● **What to do**
Give back exactly the lines of the data below, starting with the line that has "shape [[18, 12]]." and going on through the line that has "shape [[319, 198]].".

● **Input material**

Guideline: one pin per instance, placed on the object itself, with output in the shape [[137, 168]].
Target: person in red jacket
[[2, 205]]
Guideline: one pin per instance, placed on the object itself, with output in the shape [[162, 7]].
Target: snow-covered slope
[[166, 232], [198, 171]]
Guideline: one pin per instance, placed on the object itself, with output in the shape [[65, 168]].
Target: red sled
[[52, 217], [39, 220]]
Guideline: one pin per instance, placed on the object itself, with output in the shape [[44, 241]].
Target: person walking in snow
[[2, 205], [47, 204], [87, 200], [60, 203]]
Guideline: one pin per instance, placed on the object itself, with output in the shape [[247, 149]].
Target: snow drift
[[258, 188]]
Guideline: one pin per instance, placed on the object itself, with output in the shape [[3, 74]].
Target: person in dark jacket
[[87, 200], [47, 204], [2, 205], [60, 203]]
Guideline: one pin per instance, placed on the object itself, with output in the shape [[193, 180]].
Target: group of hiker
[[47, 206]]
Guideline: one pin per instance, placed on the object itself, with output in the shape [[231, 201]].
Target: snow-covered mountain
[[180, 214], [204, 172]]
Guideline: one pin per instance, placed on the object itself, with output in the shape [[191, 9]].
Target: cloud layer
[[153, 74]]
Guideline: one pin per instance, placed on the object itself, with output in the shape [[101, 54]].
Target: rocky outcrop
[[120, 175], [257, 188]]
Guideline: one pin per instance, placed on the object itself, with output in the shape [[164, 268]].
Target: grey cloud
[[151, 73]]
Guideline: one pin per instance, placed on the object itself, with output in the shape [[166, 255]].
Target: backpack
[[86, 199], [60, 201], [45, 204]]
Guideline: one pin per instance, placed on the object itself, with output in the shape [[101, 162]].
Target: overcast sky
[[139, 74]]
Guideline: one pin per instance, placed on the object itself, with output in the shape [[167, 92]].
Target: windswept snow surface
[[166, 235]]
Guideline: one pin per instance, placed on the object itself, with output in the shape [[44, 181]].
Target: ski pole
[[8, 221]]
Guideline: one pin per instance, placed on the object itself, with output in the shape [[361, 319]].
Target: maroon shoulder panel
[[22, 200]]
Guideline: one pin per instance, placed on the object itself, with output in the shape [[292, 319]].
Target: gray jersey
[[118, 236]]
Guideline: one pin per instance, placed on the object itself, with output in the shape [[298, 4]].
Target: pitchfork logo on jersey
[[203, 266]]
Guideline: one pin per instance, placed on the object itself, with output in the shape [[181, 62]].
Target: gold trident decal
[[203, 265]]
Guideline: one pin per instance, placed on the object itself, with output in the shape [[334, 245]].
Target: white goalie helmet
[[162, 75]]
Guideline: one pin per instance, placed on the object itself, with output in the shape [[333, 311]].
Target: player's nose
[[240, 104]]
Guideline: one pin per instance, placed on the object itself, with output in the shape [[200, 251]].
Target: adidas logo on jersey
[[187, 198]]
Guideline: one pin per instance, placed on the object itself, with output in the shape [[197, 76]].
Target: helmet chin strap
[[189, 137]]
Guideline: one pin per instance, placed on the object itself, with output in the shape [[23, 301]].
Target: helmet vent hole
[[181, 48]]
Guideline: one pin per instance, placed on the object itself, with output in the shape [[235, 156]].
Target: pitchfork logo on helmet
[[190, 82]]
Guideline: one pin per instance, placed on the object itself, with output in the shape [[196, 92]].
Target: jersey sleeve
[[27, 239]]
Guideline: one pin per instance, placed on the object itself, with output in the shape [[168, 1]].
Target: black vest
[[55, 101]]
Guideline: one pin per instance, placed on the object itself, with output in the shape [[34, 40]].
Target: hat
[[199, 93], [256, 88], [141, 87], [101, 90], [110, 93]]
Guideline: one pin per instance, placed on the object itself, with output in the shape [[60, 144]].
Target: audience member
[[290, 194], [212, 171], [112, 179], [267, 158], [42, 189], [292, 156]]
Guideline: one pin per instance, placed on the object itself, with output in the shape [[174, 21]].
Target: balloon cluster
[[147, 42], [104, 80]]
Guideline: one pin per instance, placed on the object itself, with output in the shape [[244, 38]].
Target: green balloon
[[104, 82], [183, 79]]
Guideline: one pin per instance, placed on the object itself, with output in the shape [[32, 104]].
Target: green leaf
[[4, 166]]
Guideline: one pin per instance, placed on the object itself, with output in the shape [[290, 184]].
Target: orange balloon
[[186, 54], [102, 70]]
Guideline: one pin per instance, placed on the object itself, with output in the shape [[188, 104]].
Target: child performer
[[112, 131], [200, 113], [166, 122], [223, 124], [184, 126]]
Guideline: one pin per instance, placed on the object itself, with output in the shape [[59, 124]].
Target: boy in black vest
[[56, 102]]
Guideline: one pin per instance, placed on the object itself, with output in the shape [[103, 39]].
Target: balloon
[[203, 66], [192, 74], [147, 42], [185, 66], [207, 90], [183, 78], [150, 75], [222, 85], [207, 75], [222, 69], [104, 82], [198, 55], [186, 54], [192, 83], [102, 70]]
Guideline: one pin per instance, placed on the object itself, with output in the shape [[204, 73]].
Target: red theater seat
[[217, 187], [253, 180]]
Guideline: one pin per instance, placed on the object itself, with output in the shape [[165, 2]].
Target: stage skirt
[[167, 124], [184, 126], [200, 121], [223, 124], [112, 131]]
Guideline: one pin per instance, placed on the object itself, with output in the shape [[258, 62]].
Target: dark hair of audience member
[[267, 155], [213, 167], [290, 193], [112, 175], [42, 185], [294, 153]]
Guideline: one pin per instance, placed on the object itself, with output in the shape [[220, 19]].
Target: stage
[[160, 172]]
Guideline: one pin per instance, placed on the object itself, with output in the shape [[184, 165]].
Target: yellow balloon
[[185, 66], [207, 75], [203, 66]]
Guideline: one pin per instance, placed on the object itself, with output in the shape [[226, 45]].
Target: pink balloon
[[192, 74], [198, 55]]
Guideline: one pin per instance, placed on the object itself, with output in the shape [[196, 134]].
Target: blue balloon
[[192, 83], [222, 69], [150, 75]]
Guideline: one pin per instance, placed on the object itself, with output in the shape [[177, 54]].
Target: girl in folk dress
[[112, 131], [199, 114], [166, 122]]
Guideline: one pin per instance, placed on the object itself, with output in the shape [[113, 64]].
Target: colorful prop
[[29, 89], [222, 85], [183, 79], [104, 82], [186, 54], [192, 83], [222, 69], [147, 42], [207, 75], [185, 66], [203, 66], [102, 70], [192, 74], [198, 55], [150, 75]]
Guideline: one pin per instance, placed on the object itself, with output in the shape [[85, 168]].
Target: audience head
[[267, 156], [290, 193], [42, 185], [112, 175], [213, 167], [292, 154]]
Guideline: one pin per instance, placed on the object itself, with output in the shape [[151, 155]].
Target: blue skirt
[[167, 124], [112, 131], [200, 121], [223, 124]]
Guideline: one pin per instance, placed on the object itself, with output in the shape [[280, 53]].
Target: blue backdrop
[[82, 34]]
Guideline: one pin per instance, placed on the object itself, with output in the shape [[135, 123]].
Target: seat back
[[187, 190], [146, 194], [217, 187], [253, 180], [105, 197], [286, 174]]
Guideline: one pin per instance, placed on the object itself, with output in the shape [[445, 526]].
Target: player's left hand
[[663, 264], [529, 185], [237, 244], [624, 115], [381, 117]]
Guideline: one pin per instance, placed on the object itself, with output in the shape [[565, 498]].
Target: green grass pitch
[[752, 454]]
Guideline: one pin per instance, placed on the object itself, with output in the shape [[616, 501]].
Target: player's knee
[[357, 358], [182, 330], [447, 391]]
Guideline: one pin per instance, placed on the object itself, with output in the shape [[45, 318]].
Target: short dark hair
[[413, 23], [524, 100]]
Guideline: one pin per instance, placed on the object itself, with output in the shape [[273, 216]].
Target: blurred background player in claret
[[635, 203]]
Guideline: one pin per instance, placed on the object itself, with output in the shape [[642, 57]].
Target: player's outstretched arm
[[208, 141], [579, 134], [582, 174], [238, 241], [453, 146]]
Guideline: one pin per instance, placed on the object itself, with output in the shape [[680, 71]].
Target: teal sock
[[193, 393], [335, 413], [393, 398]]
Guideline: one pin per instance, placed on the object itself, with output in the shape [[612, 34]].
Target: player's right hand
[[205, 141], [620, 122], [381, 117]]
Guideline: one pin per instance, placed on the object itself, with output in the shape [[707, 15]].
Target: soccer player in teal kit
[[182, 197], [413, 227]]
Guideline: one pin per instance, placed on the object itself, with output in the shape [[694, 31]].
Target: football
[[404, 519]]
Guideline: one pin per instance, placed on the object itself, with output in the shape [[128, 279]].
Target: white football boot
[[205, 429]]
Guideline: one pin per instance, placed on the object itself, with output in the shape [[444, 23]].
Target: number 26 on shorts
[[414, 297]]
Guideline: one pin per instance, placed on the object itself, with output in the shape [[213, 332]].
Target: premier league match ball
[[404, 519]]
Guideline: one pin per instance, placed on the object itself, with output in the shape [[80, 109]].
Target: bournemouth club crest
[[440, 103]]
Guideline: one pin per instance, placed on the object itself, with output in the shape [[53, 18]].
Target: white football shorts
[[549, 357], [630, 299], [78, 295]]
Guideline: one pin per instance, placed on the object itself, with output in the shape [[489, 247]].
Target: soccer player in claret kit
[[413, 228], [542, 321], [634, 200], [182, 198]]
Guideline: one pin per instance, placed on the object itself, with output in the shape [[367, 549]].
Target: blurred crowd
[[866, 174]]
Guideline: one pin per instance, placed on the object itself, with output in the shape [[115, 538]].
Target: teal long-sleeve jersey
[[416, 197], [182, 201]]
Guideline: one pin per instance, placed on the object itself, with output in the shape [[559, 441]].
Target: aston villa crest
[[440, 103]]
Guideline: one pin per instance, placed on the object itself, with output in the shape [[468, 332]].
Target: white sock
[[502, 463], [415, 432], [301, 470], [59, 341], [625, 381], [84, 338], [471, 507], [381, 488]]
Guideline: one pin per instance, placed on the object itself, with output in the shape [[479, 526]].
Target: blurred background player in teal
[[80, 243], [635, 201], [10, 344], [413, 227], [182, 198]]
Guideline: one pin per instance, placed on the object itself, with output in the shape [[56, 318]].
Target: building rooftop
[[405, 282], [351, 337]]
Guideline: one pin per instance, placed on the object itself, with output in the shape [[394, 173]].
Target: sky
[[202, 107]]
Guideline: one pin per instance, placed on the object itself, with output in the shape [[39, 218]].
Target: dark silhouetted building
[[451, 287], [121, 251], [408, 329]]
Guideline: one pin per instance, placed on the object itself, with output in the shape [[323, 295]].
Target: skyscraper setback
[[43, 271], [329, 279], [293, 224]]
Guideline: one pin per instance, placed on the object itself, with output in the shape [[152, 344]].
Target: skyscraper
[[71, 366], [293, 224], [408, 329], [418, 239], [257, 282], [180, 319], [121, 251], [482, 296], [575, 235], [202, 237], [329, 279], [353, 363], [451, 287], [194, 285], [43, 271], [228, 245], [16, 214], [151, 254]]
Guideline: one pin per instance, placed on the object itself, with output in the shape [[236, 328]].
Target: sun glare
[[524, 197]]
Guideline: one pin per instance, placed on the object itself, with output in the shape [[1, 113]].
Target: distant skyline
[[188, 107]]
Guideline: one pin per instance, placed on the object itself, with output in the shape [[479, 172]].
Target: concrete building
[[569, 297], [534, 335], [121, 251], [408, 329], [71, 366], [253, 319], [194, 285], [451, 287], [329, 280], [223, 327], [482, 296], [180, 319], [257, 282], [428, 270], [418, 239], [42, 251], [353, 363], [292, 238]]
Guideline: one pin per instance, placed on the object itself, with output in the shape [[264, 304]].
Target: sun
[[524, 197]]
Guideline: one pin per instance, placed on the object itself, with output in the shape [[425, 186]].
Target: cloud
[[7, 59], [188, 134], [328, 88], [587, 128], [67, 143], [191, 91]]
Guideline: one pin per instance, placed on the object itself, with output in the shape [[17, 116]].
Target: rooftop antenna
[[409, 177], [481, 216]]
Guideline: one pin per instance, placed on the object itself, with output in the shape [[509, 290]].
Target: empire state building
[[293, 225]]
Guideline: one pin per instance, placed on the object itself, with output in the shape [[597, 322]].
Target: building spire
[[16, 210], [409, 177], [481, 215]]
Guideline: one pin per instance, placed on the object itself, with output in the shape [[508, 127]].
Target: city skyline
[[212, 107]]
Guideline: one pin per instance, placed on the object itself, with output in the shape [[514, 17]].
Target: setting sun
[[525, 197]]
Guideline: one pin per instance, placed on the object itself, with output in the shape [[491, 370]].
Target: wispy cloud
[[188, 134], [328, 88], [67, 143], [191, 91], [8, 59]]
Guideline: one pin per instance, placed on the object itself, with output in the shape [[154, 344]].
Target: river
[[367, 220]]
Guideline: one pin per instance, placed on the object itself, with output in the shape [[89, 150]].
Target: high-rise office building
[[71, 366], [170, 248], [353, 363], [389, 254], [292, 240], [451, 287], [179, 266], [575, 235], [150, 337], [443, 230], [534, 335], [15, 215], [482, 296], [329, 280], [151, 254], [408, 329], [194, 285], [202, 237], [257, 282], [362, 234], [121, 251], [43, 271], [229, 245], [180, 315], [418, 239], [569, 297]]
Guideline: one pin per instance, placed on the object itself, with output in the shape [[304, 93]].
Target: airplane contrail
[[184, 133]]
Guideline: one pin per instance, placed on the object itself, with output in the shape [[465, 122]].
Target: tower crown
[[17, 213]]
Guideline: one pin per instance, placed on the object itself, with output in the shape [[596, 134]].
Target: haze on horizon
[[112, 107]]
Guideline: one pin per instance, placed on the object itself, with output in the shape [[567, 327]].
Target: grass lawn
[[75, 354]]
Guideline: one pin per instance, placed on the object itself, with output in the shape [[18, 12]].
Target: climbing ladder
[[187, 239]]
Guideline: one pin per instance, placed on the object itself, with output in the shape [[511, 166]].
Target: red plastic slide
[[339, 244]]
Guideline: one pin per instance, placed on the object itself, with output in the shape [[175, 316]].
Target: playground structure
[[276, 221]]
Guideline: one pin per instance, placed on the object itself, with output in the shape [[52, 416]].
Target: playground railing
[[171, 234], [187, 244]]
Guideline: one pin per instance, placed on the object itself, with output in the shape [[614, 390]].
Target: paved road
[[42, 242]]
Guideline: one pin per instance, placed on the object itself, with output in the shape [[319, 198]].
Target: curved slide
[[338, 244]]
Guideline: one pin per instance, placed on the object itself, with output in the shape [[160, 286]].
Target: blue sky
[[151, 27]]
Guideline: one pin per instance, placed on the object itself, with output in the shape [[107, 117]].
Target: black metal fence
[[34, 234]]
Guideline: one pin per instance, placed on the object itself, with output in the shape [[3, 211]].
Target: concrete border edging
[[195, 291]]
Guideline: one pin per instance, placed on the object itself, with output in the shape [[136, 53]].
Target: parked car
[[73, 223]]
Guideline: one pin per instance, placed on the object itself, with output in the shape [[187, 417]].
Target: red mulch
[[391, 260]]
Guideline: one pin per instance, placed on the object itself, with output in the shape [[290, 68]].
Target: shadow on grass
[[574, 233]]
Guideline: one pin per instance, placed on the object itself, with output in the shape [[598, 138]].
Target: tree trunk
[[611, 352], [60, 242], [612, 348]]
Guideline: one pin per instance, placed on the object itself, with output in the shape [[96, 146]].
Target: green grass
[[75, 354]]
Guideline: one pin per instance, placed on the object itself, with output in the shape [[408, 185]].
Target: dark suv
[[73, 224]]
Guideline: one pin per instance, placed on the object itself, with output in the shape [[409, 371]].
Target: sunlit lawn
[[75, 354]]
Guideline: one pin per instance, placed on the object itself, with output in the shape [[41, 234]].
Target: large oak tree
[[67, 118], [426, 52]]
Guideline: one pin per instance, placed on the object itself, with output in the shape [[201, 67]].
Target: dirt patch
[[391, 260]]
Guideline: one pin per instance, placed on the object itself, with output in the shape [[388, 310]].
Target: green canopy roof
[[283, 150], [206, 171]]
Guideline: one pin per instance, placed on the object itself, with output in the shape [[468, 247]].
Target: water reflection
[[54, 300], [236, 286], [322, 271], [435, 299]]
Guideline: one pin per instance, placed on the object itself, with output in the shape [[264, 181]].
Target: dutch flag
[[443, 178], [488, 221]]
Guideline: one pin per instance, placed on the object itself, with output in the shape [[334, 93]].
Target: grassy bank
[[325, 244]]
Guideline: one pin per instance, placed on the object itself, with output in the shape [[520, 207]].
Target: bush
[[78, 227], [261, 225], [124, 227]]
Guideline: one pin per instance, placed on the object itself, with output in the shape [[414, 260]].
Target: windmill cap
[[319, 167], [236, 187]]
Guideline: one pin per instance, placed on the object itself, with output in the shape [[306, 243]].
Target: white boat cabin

● **Result for this task**
Guideline: one pin per instance, placed on the object itself, with output in the shape [[18, 12]].
Target: climbing ladder
[[187, 239]]
Guideline: one pin per instance, placed on the object itself, with output in the shape [[511, 166]].
Target: red plastic slide
[[339, 244]]
Guideline: one pin per instance, placed on the object itself, with output in the shape [[175, 316]].
Target: playground structure
[[276, 221]]
Guideline: one pin per instance, placed on the object itself, with output in the shape [[52, 416]].
Target: playground railing
[[171, 234], [187, 244]]
Guideline: one pin per instance, placed on the object itself, with output in the shape [[614, 390]].
Target: paved road
[[42, 242]]
Guideline: one pin per instance, placed on the object itself, with output in the shape [[319, 198]].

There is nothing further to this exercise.